_Set problem 1_
Copy out the rows starting with the line that contains "Task: spot one point per instance of the windshield wiper." and going on through the line that contains "(1080, 236)", keeping every line the same.

In each type of optical storage disc, the storage layer is supported and protected by a polycarbonate support substrate and by a protective (lacquer) overcoat layer. However, the storage layer is modified in the writable disc and in the erasable disc. The storage layer in the writable disc includes a reflector layer (generally fabricated from gold) proximate the lacquer overcoat layer and includes a recording layer, typically a dye polymer layer, proximate the polycarbonate layer. The newly fabricated writable optical storage disc has a recording layer that is responsive to radiation having selected parameters, the radiation changing the optical properties of the recording layer. Differences in the optical properties of the recording layer can be detected, through the interaction with an impinging radiation beam and information, encoded by means of the optical property changes, can be recovered. In order to simplify the discussion, the recording, storage, and/or the reflective layer of the writable optical disc will be referred to as the storage layer.

During and after the manufacturing process, a need has been felt for a technique for providing permanent identification for the disc. In this manner, any problems that might originate with the manufacturing process can be related to discs fabricated during the same period of time or even to the same batch. Similarly, the history of the usage of the disc can be determined when a record is kept of the identifying information at the time of the accessing of the disc.

_Given data_

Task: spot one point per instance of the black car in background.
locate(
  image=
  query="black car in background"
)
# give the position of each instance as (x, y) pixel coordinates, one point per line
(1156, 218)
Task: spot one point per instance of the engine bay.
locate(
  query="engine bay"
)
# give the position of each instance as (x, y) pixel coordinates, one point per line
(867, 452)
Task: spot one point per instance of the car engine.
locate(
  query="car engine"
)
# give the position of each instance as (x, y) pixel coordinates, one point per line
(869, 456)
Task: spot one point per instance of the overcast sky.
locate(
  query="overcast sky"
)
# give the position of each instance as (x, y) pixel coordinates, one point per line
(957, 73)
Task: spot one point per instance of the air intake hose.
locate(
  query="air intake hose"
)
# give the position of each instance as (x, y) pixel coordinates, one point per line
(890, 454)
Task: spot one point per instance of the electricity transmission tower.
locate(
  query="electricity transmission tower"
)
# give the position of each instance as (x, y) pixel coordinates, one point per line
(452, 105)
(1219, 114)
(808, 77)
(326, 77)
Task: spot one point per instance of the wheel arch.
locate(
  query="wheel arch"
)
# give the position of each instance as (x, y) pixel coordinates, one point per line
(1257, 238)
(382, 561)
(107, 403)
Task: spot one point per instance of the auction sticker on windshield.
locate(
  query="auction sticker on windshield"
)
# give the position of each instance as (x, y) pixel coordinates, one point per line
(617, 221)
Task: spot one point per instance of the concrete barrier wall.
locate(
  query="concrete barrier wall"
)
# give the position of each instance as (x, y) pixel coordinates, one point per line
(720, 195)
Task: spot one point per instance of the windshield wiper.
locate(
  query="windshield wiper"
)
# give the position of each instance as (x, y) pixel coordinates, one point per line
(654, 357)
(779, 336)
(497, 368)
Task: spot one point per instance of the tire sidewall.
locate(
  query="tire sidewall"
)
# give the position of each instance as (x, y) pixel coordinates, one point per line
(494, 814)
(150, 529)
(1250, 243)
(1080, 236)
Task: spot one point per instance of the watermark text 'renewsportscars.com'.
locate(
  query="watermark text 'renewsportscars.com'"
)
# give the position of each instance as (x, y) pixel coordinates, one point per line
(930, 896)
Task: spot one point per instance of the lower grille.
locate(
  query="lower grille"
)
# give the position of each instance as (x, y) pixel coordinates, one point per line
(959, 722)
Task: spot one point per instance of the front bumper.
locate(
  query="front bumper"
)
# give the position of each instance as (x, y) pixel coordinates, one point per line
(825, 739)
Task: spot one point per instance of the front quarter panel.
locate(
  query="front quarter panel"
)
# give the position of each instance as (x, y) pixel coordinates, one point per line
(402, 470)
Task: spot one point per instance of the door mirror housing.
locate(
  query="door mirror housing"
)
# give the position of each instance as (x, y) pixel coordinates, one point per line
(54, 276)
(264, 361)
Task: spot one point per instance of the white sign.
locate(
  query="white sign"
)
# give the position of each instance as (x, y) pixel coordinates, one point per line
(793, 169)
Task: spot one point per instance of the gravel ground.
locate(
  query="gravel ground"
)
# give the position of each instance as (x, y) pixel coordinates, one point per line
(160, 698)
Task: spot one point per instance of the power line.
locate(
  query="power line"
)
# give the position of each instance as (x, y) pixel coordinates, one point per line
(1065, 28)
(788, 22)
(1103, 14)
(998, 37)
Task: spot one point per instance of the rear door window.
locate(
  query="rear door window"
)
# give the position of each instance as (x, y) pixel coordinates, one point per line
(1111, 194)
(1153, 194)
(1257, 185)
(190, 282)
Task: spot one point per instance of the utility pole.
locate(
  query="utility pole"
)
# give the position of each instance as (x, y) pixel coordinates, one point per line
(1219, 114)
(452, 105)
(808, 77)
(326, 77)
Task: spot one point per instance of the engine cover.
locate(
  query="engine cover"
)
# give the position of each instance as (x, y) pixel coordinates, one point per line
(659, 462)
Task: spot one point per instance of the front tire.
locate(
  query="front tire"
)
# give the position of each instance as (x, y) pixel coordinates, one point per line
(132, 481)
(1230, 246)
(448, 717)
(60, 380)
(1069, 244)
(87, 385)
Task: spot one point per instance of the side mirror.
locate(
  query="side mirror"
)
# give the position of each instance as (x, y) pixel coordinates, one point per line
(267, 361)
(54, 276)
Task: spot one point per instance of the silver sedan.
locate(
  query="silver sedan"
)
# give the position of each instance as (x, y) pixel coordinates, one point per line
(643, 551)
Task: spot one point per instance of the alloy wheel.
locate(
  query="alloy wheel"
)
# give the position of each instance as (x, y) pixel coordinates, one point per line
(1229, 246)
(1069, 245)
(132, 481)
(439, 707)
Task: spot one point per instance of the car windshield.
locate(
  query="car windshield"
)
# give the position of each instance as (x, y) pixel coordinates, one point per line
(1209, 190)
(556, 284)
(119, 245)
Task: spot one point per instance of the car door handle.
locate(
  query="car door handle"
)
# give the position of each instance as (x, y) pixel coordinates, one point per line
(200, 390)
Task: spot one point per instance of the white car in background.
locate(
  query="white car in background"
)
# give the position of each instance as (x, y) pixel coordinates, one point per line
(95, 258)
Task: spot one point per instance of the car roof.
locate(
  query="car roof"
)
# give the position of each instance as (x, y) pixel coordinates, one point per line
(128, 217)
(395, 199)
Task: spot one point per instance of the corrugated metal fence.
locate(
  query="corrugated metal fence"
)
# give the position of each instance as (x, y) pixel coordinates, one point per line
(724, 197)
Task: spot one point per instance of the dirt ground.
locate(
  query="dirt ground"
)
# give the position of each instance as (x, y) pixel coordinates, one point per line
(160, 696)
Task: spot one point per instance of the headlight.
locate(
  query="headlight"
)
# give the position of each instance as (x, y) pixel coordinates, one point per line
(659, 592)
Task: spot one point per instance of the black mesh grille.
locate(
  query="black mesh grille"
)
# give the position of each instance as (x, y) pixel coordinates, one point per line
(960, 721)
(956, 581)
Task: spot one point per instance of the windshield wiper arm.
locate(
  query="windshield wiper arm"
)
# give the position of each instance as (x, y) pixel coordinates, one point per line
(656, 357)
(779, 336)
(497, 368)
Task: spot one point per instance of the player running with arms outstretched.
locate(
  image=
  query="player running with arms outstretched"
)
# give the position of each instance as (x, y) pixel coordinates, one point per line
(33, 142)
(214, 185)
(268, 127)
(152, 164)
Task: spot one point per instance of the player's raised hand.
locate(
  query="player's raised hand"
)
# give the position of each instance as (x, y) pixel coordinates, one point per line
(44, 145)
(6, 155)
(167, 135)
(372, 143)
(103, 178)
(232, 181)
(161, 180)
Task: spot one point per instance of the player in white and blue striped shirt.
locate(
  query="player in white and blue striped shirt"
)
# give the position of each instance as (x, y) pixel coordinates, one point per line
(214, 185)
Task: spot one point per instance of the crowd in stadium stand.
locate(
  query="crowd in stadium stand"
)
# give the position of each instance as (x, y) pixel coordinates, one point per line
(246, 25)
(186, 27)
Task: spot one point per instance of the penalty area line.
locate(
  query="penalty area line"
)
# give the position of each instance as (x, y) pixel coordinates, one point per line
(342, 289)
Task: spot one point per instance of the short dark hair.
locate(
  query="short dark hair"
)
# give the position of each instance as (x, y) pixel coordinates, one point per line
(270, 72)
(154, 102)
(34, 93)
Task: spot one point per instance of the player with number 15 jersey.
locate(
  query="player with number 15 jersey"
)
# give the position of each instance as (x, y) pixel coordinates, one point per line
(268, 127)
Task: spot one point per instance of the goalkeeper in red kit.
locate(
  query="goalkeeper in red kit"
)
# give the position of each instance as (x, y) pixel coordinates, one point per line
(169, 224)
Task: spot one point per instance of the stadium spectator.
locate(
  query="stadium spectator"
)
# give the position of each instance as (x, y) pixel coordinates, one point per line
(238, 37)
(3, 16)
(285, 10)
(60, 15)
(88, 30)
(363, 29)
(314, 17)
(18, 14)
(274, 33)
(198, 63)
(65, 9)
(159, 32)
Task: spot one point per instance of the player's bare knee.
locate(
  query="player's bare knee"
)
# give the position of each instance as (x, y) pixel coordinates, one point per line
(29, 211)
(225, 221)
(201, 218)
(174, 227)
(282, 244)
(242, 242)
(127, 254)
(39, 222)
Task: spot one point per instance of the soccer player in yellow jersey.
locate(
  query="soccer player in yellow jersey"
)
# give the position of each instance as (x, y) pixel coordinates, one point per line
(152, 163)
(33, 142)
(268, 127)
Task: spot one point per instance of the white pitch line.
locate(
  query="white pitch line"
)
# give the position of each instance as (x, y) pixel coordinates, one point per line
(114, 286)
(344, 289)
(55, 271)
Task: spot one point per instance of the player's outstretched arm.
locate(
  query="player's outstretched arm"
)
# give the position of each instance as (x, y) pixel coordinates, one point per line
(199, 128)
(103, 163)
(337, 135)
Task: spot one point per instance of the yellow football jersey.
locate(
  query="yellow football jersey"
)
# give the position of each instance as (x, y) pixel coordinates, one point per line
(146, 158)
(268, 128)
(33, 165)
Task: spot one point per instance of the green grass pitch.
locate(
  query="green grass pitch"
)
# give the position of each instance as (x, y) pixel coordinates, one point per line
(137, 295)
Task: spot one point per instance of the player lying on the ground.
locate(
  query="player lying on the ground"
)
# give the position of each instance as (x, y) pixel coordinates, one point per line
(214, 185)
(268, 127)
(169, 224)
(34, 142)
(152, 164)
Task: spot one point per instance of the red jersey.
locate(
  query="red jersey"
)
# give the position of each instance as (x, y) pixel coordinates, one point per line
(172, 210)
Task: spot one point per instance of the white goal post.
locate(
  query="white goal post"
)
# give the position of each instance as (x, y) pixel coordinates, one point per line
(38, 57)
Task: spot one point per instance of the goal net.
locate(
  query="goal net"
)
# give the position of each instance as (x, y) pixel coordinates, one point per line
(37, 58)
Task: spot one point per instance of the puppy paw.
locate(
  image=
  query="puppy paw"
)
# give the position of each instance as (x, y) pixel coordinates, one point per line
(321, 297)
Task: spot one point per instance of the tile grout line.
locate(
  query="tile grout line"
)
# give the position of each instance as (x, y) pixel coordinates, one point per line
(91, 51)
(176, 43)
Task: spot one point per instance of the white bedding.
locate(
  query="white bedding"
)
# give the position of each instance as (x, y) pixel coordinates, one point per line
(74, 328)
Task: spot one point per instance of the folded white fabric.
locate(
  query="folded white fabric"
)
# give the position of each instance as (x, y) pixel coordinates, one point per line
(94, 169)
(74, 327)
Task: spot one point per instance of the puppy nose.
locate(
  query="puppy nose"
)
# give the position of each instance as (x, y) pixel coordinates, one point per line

_Set problem 2_
Give the passage of the optical disc text starting with "During and after" and going on through "of the disc." again, switching "batch" to "lot".

_Written response 1_
Task: spot one point per instance of the windshield wiper.
locate(
  query="windshield wiper"
)
# give the position of each instance as (x, y) pixel coordinates, one point per line
(654, 357)
(779, 336)
(497, 368)
Task: spot one point per instance of the tire sidewall.
locate(
  query="tire sidewall"
)
# give the position of each instance as (x, y) pixel coordinates, one point per line
(494, 814)
(150, 529)
(1250, 243)
(1080, 236)

_Written response 2_
During and after the manufacturing process, a need has been felt for a technique for providing permanent identification for the disc. In this manner, any problems that might originate with the manufacturing process can be related to discs fabricated during the same period of time or even to the same lot. Similarly, the history of the usage of the disc can be determined when a record is kept of the identifying information at the time of the accessing of the disc.